**ページ抜粋:**
· · · ·
高齢乳癌患者の一部では放射線治療の省略も選択肢に

ホルモン受容体陽性、腋窩リンパ節陰性乳癌の乳房温存手術後にホルモン療法を受ける65歳以上の患者には、放射線治療の省略が妥当な選択肢のひとつになるというPRIME 2試験の結果が、12月10日~14日に開催された2013サンアントニオ乳癌シンポジウムで発表された。

「放射線治療によって乳癌の再発リスクが1/3~1/4に低下することは知られています。しかし、われわれの試験から明らかになったのは、確かにその通りではあるものの、放射線治療を省略した女性が実際に再発する割合は、治療から5年の時点で5%未満ときわめて低いということでした」とエジンバラ大学がん研究センター教授(臨床腫瘍学)で英国放射線科医会特別会員のIan Kunkler氏は話す。「われわれは、再発リスクが十分に低く、乳房温存手術および術後内分泌療法の実施後は、術後放射線治療を省略するのが妥当な選択肢となる高齢患者のサブグループを特定しました」。

「この試験から、われわれが特定した集団が放射線治療を受けた場合、100人の女性あたり1人はいずれにしても再発し、4人は再発を防ぐことができるが、95人は結果的に不必要な治療を受けたことになるということが明らかになりました」とKunkler.氏は説明する。「放射線治療を受けると、同じ乳房には二度と受けることができません。その患者が放射線治療を受けていなかったら、再発後に小手術および放射線治療を受けることができたのです。しかも、放射線治療はそれ自体、特に高齢患者では健康上のリスクを伴います。さらに治療のために3~4週間は毎日出かけなければならない不便も生じます」。

「このグループに関しては、再発が起きるまで放射線治療を延期することができれば患者にとっても公共医療にとっても有益であると考えます」とKunkler氏は言う。

PRIME 2試験は国際共同第3相ランダム化対照試験で、注意深く選別した高齢患者を対象に、適切な治療を受けている場合は全乳房放射線治療を省略できるかどうかの検討を目的として開始された。この試験の主要評価項目は、温存乳房内再発(IBTR)として知られる同じ乳房での乳癌の再発率である。
· · · ·
**課題概要 1:** 高齢乳癌患者の放射線治療に関する記事から、「高齢乳癌患者の一部では放射線治療の省略も選択肢に」で始まり「ばならない不便も生じます」。」まで続く部分をそのまま書き写してください。
**課題概要 2:** 高齢乳癌患者の放射線治療に関する記事を、最後の文の後から続けて書く。
次の資料は本文とは別の出典から取ったものです。

**データ抜粋:**
· · · ·
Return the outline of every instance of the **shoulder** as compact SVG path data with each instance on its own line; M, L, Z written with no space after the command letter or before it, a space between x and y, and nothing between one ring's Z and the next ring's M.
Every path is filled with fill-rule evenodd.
· · · ·
**作業結果 1:**
高齢乳癌患者の一部では放射線治療の省略も選択肢に

ホルモン受容体陽性、腋窩リンパ節陰性乳癌の乳房温存手術後にホルモン療法を受ける65歳以上の患者には、放射線治療の省略が妥当な選択肢のひとつになるというPRIME 2試験の結果が、12月10日~14日に開催された2013サンアントニオ乳癌シンポジウムで発表された。

「放射線治療によって乳癌の再発リスクが1/3~1/4に低下することは知られています。しかし、われわれの試験から明らかになったのは、確かにその通りではあるものの、放射線治療を省略した女性が実際に再発する割合は、治療から5年の時点で5%未満ときわめて低いということでした」とエジンバラ大学がん研究センター教授(臨床腫瘍学)で英国放射線科医会特別会員のIan Kunkler氏は話す。「われわれは、再発リスクが十分に低く、乳房温存手術および術後内分泌療法の実施後は、術後放射線治療を省略するのが妥当な選択肢となる高齢患者のサブグループを特定しました」。

「この試験から、われわれが特定した集団が放射線治療を受けた場合、100人の女性あたり1人はいずれにしても再発し、4人は再発を防ぐことができるが、95人は結果的に不必要な治療を受けたことになるということが明らかになりました」とKunkler.氏は説明する。「放射線治療を受けると、同じ乳房には二度と受けることができません。その患者が放射線治療を受けていなかったら、再発後に小手術および放射線治療を受けることができたのです。しかも、放射線治療はそれ自体、特に高齢患者では健康上のリスクを伴います。さらに治療のために3~4週間は毎日出かけなければならない不便も生じます」。

**作業結果 2:**
試験では、5年の時点で、放射線治療を受けた患者の1.3%にIBTRが認められたのに対して、放射線治療を受けなかった患者では4.1%にIBTRが認められた。

試験には、2003年から2009年の間に1,326人が登録された。658人が無作為化により放射線治療を受けるグループに組み入れられ、668人は放射線治療を受けなかった。いずれの参加者も、65歳以上で、ホルモン感受性、低悪性度の乳癌であった。乳房周辺のリンパ節に癌がなく(腋窩リンパ節陰性)、転移が認められず、手術で腫瘍を切除した乳腺組織の辺縁に癌がなく、ホルモン療法を受けていた。

試験担当者らは、放射線治療を受けた患者と受けなかった患者との間には、5年の時点で全生存率(97%に対して96.4%)、局所再発(0.5%に対して0.8%)および反対側の乳房の乳癌発症(0.5%に対して0.7%)に有意差がみられないことを明らかにした。しかし、放射線治療を受けた患者と受けなかった患者との間の無乳癌生存率の差は(98.5%に対して96.4%)統計学的に有意であった。

「われわれの結果をきっかけに、本試験の適格基準を満たす患者では術後放射線治療の省略が考慮されるようになると思います」とKunkler氏は話す。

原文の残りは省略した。